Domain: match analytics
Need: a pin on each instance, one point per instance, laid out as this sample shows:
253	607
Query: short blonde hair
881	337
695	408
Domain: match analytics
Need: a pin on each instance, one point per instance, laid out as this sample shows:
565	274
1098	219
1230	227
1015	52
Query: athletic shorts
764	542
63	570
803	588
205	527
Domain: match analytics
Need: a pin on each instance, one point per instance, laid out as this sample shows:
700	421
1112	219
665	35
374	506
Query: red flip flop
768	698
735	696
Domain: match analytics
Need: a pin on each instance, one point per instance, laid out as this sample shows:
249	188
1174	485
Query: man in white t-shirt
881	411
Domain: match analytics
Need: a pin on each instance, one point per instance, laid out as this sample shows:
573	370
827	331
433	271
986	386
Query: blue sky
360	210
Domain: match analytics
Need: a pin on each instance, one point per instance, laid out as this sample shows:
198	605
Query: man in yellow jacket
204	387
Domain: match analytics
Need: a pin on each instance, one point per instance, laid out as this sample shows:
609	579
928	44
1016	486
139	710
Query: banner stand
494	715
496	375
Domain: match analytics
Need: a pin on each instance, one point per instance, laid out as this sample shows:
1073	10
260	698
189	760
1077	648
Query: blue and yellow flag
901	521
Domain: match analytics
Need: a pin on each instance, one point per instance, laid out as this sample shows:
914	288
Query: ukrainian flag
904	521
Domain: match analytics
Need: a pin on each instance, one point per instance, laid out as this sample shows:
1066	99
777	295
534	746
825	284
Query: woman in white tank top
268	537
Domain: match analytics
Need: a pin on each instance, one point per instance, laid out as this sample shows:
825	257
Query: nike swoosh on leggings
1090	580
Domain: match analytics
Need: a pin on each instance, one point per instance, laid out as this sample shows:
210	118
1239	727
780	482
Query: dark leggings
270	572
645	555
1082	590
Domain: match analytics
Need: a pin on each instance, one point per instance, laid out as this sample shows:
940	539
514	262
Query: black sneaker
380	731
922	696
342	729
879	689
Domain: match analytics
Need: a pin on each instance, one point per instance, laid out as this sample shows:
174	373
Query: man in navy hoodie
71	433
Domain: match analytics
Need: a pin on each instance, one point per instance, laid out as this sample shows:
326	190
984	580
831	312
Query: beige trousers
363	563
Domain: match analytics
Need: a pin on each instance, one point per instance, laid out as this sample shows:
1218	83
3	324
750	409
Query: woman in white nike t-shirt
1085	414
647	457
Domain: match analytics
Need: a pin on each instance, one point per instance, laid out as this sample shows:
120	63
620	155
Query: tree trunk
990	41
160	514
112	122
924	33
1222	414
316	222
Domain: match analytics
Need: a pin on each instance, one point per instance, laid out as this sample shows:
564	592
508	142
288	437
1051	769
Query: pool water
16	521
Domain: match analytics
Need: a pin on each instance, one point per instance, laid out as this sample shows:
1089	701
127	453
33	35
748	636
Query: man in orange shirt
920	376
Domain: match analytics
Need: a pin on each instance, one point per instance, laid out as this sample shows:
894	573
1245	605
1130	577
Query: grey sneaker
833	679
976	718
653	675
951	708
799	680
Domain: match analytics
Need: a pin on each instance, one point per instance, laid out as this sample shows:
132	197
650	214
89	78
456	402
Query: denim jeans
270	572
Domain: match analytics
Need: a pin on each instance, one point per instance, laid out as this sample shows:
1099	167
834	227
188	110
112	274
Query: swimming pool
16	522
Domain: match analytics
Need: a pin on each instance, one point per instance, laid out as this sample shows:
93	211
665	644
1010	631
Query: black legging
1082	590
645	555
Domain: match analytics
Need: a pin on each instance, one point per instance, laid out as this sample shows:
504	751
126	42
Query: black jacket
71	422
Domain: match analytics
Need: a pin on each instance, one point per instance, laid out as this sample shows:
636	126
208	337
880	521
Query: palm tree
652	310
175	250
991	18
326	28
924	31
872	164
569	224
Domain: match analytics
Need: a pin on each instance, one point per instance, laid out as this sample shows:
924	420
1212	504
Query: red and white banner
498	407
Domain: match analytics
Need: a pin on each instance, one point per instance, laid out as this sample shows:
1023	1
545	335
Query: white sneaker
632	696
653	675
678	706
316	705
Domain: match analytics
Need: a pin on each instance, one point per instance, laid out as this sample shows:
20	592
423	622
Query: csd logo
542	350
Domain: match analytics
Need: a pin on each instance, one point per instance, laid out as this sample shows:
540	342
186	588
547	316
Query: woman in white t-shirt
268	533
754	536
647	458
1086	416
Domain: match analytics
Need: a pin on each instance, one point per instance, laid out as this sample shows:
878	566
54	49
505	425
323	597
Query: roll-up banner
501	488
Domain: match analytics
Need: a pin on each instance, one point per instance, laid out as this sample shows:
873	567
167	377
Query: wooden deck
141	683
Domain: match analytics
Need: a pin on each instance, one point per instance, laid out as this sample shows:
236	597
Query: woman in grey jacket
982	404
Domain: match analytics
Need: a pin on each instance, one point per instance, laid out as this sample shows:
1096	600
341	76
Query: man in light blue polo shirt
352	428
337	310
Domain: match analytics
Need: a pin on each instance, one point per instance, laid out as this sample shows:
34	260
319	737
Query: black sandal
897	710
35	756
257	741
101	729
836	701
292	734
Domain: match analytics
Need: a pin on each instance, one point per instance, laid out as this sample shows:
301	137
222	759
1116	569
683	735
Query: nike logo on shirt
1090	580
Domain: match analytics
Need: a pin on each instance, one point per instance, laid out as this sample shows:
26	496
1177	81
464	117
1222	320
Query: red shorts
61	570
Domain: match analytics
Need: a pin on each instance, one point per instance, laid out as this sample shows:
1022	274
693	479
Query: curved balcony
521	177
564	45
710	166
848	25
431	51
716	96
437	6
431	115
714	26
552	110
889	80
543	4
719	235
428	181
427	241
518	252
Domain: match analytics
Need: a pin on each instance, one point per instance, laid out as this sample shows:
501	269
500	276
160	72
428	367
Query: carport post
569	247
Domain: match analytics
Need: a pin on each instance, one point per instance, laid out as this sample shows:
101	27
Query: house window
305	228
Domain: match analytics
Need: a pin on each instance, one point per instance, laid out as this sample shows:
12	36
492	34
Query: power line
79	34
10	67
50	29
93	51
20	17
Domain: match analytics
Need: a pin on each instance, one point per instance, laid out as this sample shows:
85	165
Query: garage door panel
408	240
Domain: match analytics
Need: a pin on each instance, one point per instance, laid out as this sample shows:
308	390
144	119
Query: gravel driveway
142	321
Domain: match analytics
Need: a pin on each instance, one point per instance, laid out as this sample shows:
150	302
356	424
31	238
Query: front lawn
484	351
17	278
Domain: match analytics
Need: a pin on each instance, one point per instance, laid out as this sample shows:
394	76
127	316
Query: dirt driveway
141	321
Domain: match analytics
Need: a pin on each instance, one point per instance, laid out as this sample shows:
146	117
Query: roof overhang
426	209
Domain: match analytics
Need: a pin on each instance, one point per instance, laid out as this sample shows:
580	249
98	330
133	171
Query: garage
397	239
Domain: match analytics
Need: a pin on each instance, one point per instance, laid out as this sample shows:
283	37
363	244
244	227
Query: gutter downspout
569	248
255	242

● ● ● ● ●

**WORK TO COMPLETE**
Transcribe nothing except the lines from the one with "Query: roof overhang" through the end of the data above, each exactly as it appears.

**PROBLEM SOLUTION**
Query: roof overhang
426	209
Domain: match analytics
Need: a pin on each instance, one point per instance, laid out as this sample shows:
580	249
98	330
133	171
Query: garage
397	239
Domain: match analytics
Need: a pin on each instance, one point per instance, laid out as this sample shows:
283	37
363	244
244	227
Query: gutter downspout
569	248
255	242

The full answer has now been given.